### To do
Copy out the items verbatim, starting at the first line of the items and ending at the line containing "box: [0, 207, 395, 528]", with both ends included.

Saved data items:
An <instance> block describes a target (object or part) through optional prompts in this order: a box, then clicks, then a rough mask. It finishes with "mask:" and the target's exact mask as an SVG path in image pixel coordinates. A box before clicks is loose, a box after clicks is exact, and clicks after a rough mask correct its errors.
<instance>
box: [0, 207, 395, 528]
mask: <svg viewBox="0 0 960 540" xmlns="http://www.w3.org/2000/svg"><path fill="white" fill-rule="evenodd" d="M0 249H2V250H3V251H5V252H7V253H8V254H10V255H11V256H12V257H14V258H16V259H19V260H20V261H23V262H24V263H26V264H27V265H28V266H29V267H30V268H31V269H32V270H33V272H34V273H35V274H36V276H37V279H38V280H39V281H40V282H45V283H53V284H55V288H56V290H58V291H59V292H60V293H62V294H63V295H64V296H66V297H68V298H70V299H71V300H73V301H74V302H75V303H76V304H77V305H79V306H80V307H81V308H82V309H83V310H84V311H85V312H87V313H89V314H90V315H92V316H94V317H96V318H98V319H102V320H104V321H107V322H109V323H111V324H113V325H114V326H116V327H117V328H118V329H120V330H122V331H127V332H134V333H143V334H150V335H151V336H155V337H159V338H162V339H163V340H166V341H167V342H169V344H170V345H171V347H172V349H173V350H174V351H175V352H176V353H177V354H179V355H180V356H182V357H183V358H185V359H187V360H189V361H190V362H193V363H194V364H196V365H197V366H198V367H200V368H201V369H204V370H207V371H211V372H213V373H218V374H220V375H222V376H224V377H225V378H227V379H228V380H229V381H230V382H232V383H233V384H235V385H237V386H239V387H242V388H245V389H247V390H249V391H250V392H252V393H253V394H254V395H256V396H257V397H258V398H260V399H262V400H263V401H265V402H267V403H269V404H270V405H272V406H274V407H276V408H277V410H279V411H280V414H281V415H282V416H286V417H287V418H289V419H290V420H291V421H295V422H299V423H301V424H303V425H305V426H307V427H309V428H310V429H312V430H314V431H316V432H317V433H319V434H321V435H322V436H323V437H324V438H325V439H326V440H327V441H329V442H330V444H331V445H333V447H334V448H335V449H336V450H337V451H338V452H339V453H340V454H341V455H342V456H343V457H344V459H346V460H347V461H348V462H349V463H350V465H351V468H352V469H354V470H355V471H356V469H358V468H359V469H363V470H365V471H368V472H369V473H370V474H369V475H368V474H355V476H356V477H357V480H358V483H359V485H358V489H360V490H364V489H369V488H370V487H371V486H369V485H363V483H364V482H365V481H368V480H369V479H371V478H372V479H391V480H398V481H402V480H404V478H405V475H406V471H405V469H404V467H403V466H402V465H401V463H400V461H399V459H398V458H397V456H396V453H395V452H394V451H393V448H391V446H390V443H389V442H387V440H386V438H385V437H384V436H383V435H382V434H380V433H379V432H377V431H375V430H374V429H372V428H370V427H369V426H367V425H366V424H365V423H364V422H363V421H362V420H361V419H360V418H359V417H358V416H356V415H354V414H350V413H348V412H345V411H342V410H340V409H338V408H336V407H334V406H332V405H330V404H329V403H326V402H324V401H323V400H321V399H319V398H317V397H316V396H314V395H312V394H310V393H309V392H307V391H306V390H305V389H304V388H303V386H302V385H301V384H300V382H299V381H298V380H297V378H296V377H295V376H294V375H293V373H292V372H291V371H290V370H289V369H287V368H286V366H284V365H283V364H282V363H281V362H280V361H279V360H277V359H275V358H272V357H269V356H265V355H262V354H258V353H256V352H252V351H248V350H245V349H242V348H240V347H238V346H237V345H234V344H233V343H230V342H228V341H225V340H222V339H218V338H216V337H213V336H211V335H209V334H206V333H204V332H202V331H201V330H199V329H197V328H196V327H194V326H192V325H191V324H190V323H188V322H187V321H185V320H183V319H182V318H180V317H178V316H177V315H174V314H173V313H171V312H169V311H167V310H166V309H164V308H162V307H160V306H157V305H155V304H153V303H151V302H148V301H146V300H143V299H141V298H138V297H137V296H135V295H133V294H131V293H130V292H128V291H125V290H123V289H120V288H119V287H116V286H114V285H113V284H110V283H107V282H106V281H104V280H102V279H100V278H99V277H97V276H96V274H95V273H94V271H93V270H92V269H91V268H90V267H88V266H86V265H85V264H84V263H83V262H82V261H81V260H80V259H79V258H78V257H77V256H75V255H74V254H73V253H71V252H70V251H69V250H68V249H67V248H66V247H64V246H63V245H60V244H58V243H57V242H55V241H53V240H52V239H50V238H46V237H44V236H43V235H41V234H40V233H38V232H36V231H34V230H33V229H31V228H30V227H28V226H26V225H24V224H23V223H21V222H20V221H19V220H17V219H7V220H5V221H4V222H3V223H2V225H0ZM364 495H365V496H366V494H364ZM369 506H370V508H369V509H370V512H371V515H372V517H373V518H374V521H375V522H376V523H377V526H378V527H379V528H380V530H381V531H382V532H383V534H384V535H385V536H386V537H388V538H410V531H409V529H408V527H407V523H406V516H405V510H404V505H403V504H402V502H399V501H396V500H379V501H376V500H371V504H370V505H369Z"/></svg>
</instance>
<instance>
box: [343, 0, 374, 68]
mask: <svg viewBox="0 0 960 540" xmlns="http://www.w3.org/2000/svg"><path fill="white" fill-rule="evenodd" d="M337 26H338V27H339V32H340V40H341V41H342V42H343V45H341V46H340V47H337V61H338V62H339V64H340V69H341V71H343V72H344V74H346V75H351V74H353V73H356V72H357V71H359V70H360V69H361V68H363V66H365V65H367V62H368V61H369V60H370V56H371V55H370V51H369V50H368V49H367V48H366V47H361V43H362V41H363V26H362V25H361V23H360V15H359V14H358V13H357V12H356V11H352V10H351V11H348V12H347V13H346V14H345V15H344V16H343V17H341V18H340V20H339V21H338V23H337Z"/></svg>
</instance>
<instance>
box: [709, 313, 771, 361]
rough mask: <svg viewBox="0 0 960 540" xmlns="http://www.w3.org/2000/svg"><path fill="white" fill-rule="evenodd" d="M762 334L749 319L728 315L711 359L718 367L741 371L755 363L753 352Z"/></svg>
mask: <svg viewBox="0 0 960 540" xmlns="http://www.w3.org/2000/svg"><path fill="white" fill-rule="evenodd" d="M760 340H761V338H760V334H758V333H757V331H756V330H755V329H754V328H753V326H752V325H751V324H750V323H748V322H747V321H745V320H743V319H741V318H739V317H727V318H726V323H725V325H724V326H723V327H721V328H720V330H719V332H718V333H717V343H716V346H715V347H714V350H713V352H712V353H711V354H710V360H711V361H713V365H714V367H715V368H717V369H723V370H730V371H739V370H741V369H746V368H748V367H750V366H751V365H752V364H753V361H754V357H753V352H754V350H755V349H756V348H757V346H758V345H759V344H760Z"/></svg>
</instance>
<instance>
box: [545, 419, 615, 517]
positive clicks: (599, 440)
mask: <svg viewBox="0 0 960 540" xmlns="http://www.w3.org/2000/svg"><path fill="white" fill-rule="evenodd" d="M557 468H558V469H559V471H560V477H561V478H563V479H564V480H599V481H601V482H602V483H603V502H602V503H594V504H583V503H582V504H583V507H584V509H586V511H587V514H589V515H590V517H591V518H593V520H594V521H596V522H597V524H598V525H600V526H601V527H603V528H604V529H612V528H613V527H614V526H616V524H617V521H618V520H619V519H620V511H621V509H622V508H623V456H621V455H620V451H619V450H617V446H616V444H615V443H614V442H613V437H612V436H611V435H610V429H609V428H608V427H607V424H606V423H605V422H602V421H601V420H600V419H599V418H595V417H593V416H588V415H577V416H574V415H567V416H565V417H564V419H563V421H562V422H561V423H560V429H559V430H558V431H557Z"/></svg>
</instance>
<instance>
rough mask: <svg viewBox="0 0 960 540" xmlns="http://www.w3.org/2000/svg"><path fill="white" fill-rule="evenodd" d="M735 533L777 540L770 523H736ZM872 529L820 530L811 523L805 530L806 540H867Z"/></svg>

### Solution for this exercise
An <instance> block describes a target (object or part) through optional prompts in this order: a box, then clicks, then a rough mask. It finishes with "mask:" and the target's exact mask as an SVG path in image pixel coordinates. A box before clicks is loose, a box after clicks is exact, and clicks after a rough mask correct its errors.
<instance>
box: [0, 207, 395, 528]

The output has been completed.